▶ _Requirement_
Give all the lines below as a JSON list of strings, one string per line, skipping blank lines and leaving out the pictures.

(Excerpts of location labeling data)

============

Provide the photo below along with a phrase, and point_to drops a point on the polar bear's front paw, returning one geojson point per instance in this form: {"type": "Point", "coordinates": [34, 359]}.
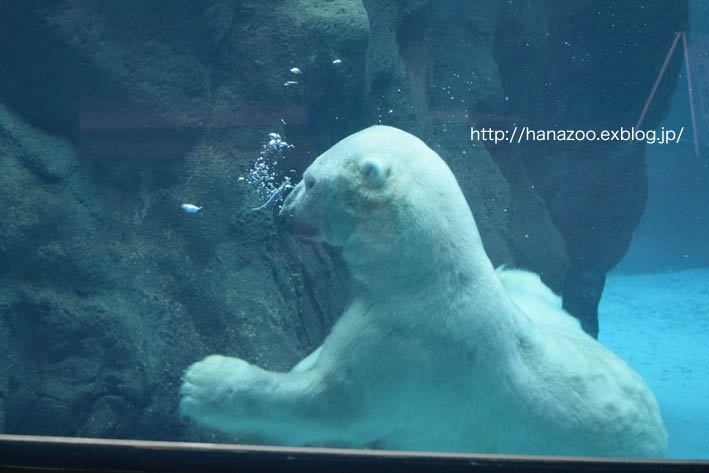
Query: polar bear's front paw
{"type": "Point", "coordinates": [215, 390]}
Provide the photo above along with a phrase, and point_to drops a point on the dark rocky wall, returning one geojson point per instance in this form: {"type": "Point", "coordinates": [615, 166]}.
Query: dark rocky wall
{"type": "Point", "coordinates": [117, 112]}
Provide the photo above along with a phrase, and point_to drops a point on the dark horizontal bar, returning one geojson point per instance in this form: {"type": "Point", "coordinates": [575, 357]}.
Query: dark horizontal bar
{"type": "Point", "coordinates": [51, 454]}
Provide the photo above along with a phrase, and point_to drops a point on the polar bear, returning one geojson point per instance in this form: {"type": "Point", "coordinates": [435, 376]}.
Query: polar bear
{"type": "Point", "coordinates": [436, 351]}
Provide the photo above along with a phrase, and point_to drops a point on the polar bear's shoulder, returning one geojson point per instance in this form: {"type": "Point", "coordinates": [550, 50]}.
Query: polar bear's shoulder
{"type": "Point", "coordinates": [536, 299]}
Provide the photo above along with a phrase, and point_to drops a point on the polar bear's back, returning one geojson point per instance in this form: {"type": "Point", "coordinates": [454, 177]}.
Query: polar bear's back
{"type": "Point", "coordinates": [598, 404]}
{"type": "Point", "coordinates": [535, 299]}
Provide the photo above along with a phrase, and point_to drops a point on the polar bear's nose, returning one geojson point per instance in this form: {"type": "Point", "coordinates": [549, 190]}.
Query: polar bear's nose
{"type": "Point", "coordinates": [287, 207]}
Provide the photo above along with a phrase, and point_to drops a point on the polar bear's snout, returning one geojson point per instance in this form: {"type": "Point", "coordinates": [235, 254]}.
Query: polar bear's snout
{"type": "Point", "coordinates": [297, 214]}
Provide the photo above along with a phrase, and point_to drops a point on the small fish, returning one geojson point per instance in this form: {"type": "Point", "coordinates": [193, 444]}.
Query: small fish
{"type": "Point", "coordinates": [271, 200]}
{"type": "Point", "coordinates": [190, 208]}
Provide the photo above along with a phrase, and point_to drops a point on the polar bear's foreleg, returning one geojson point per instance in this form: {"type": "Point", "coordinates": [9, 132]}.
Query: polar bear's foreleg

============

▶ _Problem solution_
[
  "Provide the photo below along with a phrase, and point_to drops a point on the polar bear's front paw, returning one geojson point per instance in this form: {\"type\": \"Point\", \"coordinates\": [34, 359]}.",
  "Query: polar bear's front paw",
  "{\"type\": \"Point\", \"coordinates\": [215, 390]}",
  "Provide the photo above along with a phrase, and point_to drops a point on the dark rocky wall, returning one geojson point per instance in this form: {\"type\": \"Point\", \"coordinates\": [615, 166]}.",
  "Query: dark rocky wall",
  "{\"type\": \"Point\", \"coordinates\": [117, 112]}",
  "Provide the photo above along with a phrase, and point_to drops a point on the dark horizontal bar, returning one geojson point per instance in this form: {\"type\": \"Point\", \"coordinates\": [575, 357]}.",
  "Query: dark horizontal bar",
  "{\"type\": \"Point\", \"coordinates\": [51, 454]}",
  "Provide the photo above along with a phrase, and point_to drops a point on the polar bear, returning one geojson point per instance in this form: {\"type\": \"Point\", \"coordinates\": [435, 376]}.",
  "Query: polar bear",
  "{\"type\": \"Point\", \"coordinates\": [436, 351]}",
  "Provide the photo above along with a phrase, and point_to drops a point on the polar bear's shoulder, returning one geojson point per instance in this form: {\"type\": \"Point\", \"coordinates\": [550, 50]}.",
  "Query: polar bear's shoulder",
  "{\"type\": \"Point\", \"coordinates\": [536, 299]}",
  "Provide the photo above along with a phrase, and point_to drops a point on the polar bear's back, returning one geojson point per instance in this form: {\"type\": \"Point\", \"coordinates\": [454, 177]}.",
  "Query: polar bear's back",
  "{\"type\": \"Point\", \"coordinates\": [598, 404]}",
  "{\"type\": \"Point\", \"coordinates\": [535, 299]}",
  "Provide the photo above along with a phrase, and point_to drops a point on the polar bear's nose, returning one geojson point per instance in this form: {\"type\": \"Point\", \"coordinates\": [549, 190]}.",
  "Query: polar bear's nose",
  "{\"type\": \"Point\", \"coordinates\": [287, 207]}",
  "Provide the photo above along with a phrase, and point_to drops a point on the polar bear's snout, returning one geojson point per instance in this form: {\"type\": \"Point\", \"coordinates\": [235, 254]}.",
  "Query: polar bear's snout",
  "{\"type\": \"Point\", \"coordinates\": [297, 214]}",
  "Provide the photo above along with a phrase, and point_to drops a point on the small fish, returning one geojson point per instance in this form: {\"type\": \"Point\", \"coordinates\": [193, 444]}.",
  "Query: small fish",
  "{\"type\": \"Point\", \"coordinates\": [271, 200]}",
  "{\"type\": \"Point\", \"coordinates\": [190, 208]}",
  "Provide the photo above along with a phrase, and point_to drops a point on the polar bear's foreleg, returning one geojson point per instance in this form: {\"type\": \"Point\", \"coordinates\": [9, 132]}.",
  "Query: polar bear's foreleg"
]